* _DIRECTION_: Reproduce the records from the first line through the line containing "[140,194,235,576]", with "hedge" changed to "shrub" and nothing else altered. Output only those lines.

* _DATASET EXCERPTS_:
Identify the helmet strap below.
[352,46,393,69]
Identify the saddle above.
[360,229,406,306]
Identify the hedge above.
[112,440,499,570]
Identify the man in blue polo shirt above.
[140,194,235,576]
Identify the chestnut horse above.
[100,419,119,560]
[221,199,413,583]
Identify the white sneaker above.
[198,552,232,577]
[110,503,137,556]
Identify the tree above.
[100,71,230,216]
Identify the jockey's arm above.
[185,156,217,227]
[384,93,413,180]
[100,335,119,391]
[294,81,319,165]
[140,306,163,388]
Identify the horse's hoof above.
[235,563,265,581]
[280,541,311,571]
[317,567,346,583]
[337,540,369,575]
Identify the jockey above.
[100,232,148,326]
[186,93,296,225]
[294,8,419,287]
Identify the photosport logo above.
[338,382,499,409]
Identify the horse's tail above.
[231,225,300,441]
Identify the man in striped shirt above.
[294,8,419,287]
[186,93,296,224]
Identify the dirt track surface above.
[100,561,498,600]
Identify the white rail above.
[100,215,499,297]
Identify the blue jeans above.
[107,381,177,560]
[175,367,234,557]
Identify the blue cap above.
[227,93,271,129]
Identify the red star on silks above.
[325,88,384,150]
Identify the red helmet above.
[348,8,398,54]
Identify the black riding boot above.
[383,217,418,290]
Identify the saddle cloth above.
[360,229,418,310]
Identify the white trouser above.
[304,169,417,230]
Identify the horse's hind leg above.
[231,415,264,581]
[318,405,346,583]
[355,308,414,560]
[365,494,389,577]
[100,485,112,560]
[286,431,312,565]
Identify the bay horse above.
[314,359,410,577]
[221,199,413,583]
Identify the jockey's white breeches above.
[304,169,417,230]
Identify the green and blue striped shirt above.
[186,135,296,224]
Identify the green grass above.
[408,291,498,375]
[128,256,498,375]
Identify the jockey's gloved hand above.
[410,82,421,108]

* _SOLUTION FOR THIS PROBLEM_:
Identify the helmet strap below.
[352,46,393,69]
Identify the saddle above.
[360,229,406,306]
Identify the shrub above.
[112,440,499,570]
Identify the man in blue polo shirt above.
[140,194,235,576]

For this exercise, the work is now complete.